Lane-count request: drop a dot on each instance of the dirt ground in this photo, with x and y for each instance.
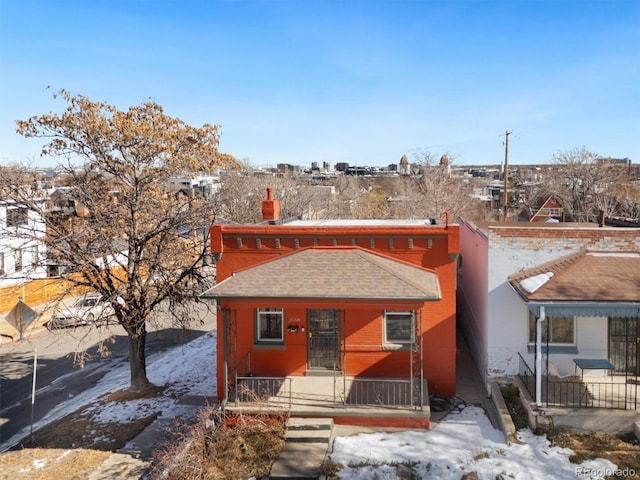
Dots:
(67, 449)
(623, 450)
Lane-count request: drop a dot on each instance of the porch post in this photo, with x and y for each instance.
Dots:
(539, 357)
(225, 354)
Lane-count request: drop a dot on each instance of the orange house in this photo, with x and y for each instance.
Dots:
(362, 311)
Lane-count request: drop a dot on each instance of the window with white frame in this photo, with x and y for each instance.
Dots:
(17, 260)
(270, 325)
(35, 257)
(555, 330)
(399, 327)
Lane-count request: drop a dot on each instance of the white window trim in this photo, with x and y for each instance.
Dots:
(555, 344)
(387, 313)
(270, 311)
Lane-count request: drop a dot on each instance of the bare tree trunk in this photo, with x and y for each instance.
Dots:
(138, 360)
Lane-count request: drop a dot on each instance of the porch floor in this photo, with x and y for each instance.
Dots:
(325, 396)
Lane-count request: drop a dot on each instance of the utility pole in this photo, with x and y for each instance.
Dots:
(506, 174)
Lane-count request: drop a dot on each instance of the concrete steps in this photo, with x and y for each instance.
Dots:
(306, 447)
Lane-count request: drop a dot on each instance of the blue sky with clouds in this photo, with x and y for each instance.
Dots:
(354, 81)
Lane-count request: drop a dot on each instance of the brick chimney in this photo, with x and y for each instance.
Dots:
(270, 208)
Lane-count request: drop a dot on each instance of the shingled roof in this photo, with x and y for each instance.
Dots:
(338, 273)
(586, 276)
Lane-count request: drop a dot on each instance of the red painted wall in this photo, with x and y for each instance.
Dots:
(431, 247)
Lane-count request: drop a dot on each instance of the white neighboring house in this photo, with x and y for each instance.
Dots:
(499, 325)
(22, 251)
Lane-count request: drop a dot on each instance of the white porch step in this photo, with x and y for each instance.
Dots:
(298, 423)
(305, 450)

» Exercise objective:
Give every line of the rows above as a JSON list of strings, one string per line, with blank lines skipped and the picture left out.

» Solution below:
[
  "Lane-count request: drop a dot on each instance of the dirt ground in this photo, with x and y for each instance.",
  "Dots:",
  "(67, 449)",
  "(623, 450)",
  "Lane-count request: drop a dot on each instance of the porch post in this photo, with x and y for each instance.",
  "Dots:",
  "(539, 357)",
  "(225, 354)",
  "Lane-count request: drop a dot on each instance of the orange house in this photo, with x and y for each instance.",
  "Dots:",
  "(362, 311)",
  "Lane-count request: drop a dot on each instance of the window with white frame in this photo, with x and y for each instance.",
  "Dots:",
  "(17, 260)",
  "(270, 325)",
  "(35, 257)",
  "(555, 330)",
  "(399, 327)",
  "Lane-count request: drop a dot on each instance of the white window trim in this photo, with x and y for each instance.",
  "Dots:",
  "(555, 344)",
  "(387, 313)",
  "(270, 311)",
  "Lane-count request: drop a dot on each instance of the bare tree trunk in this photo, with x and y for each instance.",
  "Dots:",
  "(138, 360)",
  "Lane-count request: drop a dot on each instance of the porch floor in this photo, with x and y for each instance.",
  "Dots:",
  "(325, 396)",
  "Lane-count request: drop a dot on each instance of the utility pole in this photo, with x and y for each instance.",
  "Dots:",
  "(506, 174)",
  "Lane-count request: drop a dot on each instance of the concrete steps in this photo, with x and y for each instance.",
  "Dots:",
  "(306, 447)",
  "Lane-count request: drop a dot on each instance of the blue sky with clouds in this photo, with x and y for each instance.",
  "Dots:",
  "(354, 81)",
  "Lane-count request: drop a dot on each instance of the brick chimney in this photo, with x and y for each instance.",
  "Dots:",
  "(270, 208)",
  "Lane-count request: drop a dot on each instance of the shingled roof in this photo, with x and y for each instance.",
  "Dots:",
  "(338, 273)",
  "(586, 276)",
  "Lane-count request: drop a dot on each instance of the red painted wall in this photo, with x and y for each instance.",
  "Dots:",
  "(431, 247)",
  "Lane-count request: drop a dot on each instance of the white neighboring house in this photo, with x and y for each instance.",
  "Dots:",
  "(499, 325)",
  "(22, 251)",
  "Lane-count request: drop a dot on each instance of the white porch step in this photo, with x and y for each instance.",
  "Dots:",
  "(298, 423)",
  "(305, 450)"
]